Render every line of the records below as a numbered list, leaving out any blank lines.
** BEGIN RECORDS FOR THIS EXERCISE **
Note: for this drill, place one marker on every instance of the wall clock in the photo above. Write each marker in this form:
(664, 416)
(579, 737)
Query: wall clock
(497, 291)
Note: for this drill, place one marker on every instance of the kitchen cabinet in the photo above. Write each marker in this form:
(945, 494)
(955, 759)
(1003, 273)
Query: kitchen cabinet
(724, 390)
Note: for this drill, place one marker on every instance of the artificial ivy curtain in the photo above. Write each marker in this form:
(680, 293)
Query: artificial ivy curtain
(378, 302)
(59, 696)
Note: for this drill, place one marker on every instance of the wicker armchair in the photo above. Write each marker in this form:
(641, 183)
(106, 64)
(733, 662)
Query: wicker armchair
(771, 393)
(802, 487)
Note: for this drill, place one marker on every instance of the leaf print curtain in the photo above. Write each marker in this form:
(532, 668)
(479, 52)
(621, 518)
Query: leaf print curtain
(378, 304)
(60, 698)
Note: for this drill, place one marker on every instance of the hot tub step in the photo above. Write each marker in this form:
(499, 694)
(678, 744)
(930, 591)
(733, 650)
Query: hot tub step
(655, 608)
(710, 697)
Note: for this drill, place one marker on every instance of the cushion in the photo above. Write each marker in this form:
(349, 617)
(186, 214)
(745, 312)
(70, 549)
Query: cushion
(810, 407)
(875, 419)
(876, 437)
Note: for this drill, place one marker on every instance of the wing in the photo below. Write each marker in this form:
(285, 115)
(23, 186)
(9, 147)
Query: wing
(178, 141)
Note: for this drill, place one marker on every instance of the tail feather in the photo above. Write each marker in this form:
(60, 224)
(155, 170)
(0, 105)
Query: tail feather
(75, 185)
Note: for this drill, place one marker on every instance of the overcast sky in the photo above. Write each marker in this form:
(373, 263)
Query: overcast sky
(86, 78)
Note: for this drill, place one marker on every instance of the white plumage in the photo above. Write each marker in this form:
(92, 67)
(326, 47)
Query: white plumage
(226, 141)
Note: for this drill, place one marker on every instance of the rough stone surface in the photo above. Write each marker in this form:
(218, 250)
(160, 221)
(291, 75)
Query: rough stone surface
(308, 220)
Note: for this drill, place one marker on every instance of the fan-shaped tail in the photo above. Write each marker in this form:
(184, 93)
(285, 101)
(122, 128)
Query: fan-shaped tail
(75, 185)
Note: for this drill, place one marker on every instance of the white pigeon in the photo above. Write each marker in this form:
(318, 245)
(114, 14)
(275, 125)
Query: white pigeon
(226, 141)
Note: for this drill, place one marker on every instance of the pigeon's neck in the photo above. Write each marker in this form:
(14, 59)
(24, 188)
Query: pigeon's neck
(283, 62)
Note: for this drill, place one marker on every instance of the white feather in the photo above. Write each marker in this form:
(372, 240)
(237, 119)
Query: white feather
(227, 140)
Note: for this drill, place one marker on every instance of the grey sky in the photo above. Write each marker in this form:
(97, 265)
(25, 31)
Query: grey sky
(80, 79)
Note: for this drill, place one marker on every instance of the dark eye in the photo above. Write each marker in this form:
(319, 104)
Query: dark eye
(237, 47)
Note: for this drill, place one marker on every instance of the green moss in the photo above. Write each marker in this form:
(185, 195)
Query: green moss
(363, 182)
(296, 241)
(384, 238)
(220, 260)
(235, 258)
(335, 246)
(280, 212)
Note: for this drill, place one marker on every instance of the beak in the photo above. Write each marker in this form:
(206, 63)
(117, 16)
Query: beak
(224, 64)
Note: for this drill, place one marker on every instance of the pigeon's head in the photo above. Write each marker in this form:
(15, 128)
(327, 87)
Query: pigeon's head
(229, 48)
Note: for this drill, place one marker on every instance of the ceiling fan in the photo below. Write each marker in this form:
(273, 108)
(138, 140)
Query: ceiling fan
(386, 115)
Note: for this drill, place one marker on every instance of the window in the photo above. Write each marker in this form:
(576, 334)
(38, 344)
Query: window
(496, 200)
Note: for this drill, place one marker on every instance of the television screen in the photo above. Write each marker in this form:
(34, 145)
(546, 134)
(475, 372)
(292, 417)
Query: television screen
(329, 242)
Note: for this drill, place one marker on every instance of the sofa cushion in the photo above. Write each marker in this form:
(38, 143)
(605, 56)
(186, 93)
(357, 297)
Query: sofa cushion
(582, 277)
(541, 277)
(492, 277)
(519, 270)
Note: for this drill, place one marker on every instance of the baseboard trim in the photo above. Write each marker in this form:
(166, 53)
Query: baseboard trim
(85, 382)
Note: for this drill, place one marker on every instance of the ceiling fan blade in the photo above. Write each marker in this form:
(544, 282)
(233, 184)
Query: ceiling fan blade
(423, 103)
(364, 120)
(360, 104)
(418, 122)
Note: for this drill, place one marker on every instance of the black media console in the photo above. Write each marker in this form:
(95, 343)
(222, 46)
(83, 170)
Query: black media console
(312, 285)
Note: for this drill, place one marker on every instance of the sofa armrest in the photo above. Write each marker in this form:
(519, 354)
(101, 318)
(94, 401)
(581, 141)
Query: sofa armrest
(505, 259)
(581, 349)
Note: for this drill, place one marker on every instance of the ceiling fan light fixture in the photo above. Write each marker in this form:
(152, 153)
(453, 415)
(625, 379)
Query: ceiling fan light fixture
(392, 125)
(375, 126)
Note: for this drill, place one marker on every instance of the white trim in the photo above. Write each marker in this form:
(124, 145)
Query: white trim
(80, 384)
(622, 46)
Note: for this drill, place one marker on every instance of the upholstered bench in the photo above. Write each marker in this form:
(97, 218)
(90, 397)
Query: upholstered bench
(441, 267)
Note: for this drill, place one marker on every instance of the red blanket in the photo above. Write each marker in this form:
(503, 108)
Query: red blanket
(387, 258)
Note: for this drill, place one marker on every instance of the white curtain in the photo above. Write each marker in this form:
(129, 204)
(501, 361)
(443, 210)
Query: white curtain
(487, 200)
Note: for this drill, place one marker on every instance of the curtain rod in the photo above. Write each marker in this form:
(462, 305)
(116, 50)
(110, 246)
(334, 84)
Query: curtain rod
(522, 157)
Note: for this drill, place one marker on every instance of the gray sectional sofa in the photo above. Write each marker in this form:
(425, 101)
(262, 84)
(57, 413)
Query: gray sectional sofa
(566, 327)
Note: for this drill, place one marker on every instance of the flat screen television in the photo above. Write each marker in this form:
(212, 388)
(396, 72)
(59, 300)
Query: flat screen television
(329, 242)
** END RECORDS FOR THIS EXERCISE **
- **RESPONSE**
1. Note: for this drill, place one marker on every instance of the wall clock in the photo above. Write each marker in this form:
2. (664, 416)
3. (579, 737)
4. Query: wall clock
5. (497, 291)
6. Note: for this drill, place one marker on every instance of the kitchen cabinet in the photo above. Write each marker in this form:
7. (945, 494)
8. (955, 759)
9. (1003, 273)
10. Query: kitchen cabinet
11. (724, 390)
12. Note: for this drill, place one marker on every instance of the artificial ivy curtain in the photo above. Write each marker in this form:
13. (680, 293)
14. Query: artificial ivy curtain
15. (378, 302)
16. (59, 696)
17. Note: for this drill, place one marker on every instance of the wicker armchair in the photo above. Write each marker in this form:
18. (641, 183)
19. (106, 64)
20. (733, 662)
21. Query: wicker armchair
22. (771, 393)
23. (802, 487)
24. Note: for this drill, place one marker on every instance of the leaf print curtain in the photo above. Write each marker in this form:
25. (532, 668)
26. (479, 52)
27. (621, 518)
28. Query: leaf print curtain
29. (378, 304)
30. (60, 698)
31. Note: for this drill, place one marker on every instance of the hot tub step in the photo above. Write each marker in this form:
32. (499, 694)
33. (678, 744)
34. (930, 591)
35. (733, 650)
36. Query: hot tub step
37. (655, 608)
38. (710, 697)
39. Note: for this drill, place one marker on every instance of the cushion in the photo above. Write each marker in this form:
40. (349, 617)
41. (186, 214)
42. (745, 312)
43. (70, 549)
44. Query: cushion
45. (810, 407)
46. (875, 419)
47. (876, 437)
48. Note: for this drill, place one marker on every instance of the wing in the photo below. Write each marker in this form:
49. (285, 115)
50. (23, 186)
51. (9, 147)
52. Query: wing
53. (178, 141)
54. Note: for this drill, place one marker on every instance of the tail feather in the photo above. Write each marker in this form:
55. (60, 224)
56. (155, 170)
57. (0, 105)
58. Query: tail feather
59. (75, 185)
60. Note: for this drill, place one marker on every instance of the overcast sky in the photo above. Write each marker in this form:
61. (373, 263)
62. Query: overcast sky
63. (86, 78)
64. Note: for this drill, place one marker on every instance of the white plumage in the photo above. Write each marker in this form:
65. (92, 67)
66. (326, 47)
67. Query: white plumage
68. (226, 141)
69. Note: for this drill, place one marker on every instance of the rough stone surface in the photo above. Write each marker in this form:
70. (218, 250)
71. (160, 221)
72. (291, 75)
73. Query: rough stone surface
74. (308, 220)
75. Note: for this drill, place one marker on every instance of the fan-shaped tail in the photo above. Write each marker in this form:
76. (184, 93)
77. (285, 101)
78. (122, 128)
79. Query: fan-shaped tail
80. (75, 185)
81. Note: for this drill, place one marker on every instance of the white pigeon in the photo above. Write each marker in this form:
82. (318, 245)
83. (114, 14)
84. (275, 125)
85. Query: white pigeon
86. (226, 141)
87. Note: for this drill, place one marker on every instance of the pigeon's neck in the photo above. Write each marker in this form:
88. (14, 59)
89. (24, 188)
90. Query: pigeon's neck
91. (283, 62)
92. Note: for this drill, place one marker on every instance of the white feather in the photo above. Write each marker in this form:
93. (372, 240)
94. (237, 119)
95. Query: white feather
96. (227, 140)
97. Note: for this drill, place one marker on every instance of the grey sky in the photo above. Write each marker in this form:
98. (97, 265)
99. (25, 31)
100. Query: grey sky
101. (80, 79)
102. Note: for this drill, place one marker on every instance of the dark eye in the photo above. Write each marker in this form:
103. (319, 104)
104. Query: dark eye
105. (237, 47)
106. Note: for this drill, place one marker on every instance of the green moss in the photo above. Write each marker in this form:
107. (185, 195)
108. Query: green moss
109. (363, 182)
110. (296, 241)
111. (384, 238)
112. (220, 260)
113. (235, 258)
114. (335, 246)
115. (280, 212)
116. Note: for this drill, place one marker on every instance of the beak in the photo above. Write each marker in this form:
117. (206, 63)
118. (117, 16)
119. Query: beak
120. (224, 64)
121. Note: for this drill, place one marker on every instance of the pigeon's head in the photo above. Write each marker in this form:
122. (15, 128)
123. (327, 87)
124. Query: pigeon's head
125. (229, 48)
126. Note: for this drill, place one marker on every instance of the ceiling fan in the photo below. Write each marker in this form:
127. (273, 108)
128. (138, 140)
129. Query: ceiling fan
130. (386, 115)
131. Note: for this drill, place one marker on every instance of the window in the photo above. Write each marker in this form:
132. (576, 334)
133. (38, 344)
134. Query: window
135. (496, 200)
136. Note: for this drill, place one marker on every instance of the television screen in the photo above. Write each marker in this form:
137. (34, 145)
138. (546, 134)
139. (475, 372)
140. (292, 417)
141. Query: television screen
142. (329, 242)
143. Note: for this drill, place one marker on every instance of the sofa cushion in the photo above. Write each marker in this form:
144. (38, 143)
145. (605, 56)
146. (186, 93)
147. (357, 297)
148. Query: sofa cushion
149. (582, 277)
150. (541, 277)
151. (492, 277)
152. (519, 270)
153. Note: for this drill, place one marker on every instance of the baseboard trim in the photo above. Write each marker in this form:
154. (166, 53)
155. Query: baseboard trim
156. (85, 382)
157. Note: for this drill, place one marker on every instance of the ceiling fan blade in the photo above. Write each marker in this form:
158. (544, 282)
159. (233, 184)
160. Query: ceiling fan blade
161. (423, 103)
162. (364, 120)
163. (360, 104)
164. (418, 122)
165. Note: for this drill, place one marker on every instance of the black media console in the photo above. Write each marker in this form:
166. (95, 343)
167. (222, 46)
168. (83, 170)
169. Query: black media console
170. (312, 285)
171. Note: for this drill, place one marker on every instance of the sofa armrest in the photo above. Write each marker in this form:
172. (519, 354)
173. (101, 318)
174. (94, 401)
175. (581, 141)
176. Query: sofa armrest
177. (505, 259)
178. (581, 349)
179. Note: for this drill, place one marker on every instance of the ceiling fan light fixture in the photo above. Write each marker in this form:
180. (152, 153)
181. (453, 415)
182. (625, 379)
183. Query: ceiling fan light fixture
184. (392, 125)
185. (375, 126)
186. Note: for this drill, place one marker on every instance of the white trim in the photo above. Write each marker in this form:
187. (124, 145)
188. Query: white trim
189. (80, 384)
190. (622, 46)
191. Note: for this drill, place one marker on every instance of the upholstered bench in the photo above. Write each marker in this form:
192. (97, 218)
193. (90, 397)
194. Query: upholstered bench
195. (441, 267)
196. Note: for this drill, place one marker on every instance of the red blanket in the photo above. Write each marker in this form:
197. (503, 108)
198. Query: red blanket
199. (387, 258)
200. Note: for this drill, place one marker on every instance of the white curtain in the photo above. Write each marker in this form:
201. (129, 204)
202. (501, 361)
203. (443, 210)
204. Query: white curtain
205. (487, 200)
206. Note: for this drill, place one marker on every instance of the curtain rod in the photo above. Write each marker in this form:
207. (462, 305)
208. (116, 50)
209. (110, 246)
210. (334, 84)
211. Query: curtain rod
212. (522, 157)
213. Note: for this drill, place one marker on every instance of the gray sectional sofa in the photo above. Write each marker in this form:
214. (425, 101)
215. (262, 84)
216. (57, 413)
217. Query: gray sectional sofa
218. (566, 327)
219. Note: for this drill, place one marker on every instance of the flat screen television in the photo above. Write each marker in this form:
220. (212, 388)
221. (396, 72)
222. (59, 300)
223. Query: flat screen television
224. (329, 242)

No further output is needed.